- **The problem**
Lines below that include "jacket" are the answer; copy each one.

Natural-language object grounding data
Segment Open

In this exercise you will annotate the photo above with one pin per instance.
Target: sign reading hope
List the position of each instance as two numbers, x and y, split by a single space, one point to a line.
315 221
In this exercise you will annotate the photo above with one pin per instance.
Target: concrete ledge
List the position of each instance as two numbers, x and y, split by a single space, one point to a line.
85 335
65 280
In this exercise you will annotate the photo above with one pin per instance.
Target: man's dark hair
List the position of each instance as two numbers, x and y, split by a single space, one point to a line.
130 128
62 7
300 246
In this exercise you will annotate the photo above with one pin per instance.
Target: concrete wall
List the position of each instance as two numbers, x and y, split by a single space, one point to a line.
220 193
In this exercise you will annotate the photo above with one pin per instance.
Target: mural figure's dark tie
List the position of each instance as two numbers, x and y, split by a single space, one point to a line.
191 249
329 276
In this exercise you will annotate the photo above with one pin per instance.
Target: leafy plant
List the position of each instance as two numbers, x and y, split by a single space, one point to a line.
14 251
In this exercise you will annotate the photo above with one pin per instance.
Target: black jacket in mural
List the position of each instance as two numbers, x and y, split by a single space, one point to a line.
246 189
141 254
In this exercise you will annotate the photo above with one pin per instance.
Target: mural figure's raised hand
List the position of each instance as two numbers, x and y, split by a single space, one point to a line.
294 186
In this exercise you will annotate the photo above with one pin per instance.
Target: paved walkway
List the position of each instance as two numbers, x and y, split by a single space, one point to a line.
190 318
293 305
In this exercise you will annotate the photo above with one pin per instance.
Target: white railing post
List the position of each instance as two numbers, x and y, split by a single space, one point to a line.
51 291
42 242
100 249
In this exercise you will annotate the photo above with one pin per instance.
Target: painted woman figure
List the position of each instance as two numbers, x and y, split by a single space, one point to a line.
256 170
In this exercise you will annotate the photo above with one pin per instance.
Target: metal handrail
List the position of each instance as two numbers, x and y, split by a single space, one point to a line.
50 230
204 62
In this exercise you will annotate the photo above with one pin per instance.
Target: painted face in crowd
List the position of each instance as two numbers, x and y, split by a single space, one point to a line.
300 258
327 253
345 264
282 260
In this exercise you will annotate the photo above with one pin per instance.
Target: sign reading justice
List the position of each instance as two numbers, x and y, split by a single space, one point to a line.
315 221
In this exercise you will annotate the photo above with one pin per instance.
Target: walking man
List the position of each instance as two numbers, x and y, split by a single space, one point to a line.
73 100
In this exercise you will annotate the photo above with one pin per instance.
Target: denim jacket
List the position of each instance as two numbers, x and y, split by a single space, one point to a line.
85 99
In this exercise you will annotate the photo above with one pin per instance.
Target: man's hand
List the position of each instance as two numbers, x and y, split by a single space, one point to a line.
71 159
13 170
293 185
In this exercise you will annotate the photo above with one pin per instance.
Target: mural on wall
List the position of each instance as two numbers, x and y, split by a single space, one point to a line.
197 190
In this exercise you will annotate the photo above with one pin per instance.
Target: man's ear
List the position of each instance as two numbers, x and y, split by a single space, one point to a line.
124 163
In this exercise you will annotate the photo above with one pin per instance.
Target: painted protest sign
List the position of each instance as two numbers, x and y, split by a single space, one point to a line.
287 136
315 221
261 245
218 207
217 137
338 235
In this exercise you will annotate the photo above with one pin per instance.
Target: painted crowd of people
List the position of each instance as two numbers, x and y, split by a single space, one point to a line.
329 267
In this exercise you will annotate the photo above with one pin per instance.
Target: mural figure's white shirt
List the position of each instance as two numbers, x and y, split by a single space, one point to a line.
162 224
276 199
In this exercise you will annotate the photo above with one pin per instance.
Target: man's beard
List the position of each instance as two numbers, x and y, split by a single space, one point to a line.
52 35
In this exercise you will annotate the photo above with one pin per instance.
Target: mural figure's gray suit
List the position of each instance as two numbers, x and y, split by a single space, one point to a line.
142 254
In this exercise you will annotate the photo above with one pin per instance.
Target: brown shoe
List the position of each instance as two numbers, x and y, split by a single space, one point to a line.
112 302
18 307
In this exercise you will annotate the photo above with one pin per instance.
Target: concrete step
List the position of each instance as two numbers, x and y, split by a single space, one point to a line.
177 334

Segment Closed

- **Final answer**
Target: black jacket in mural
Target: denim jacket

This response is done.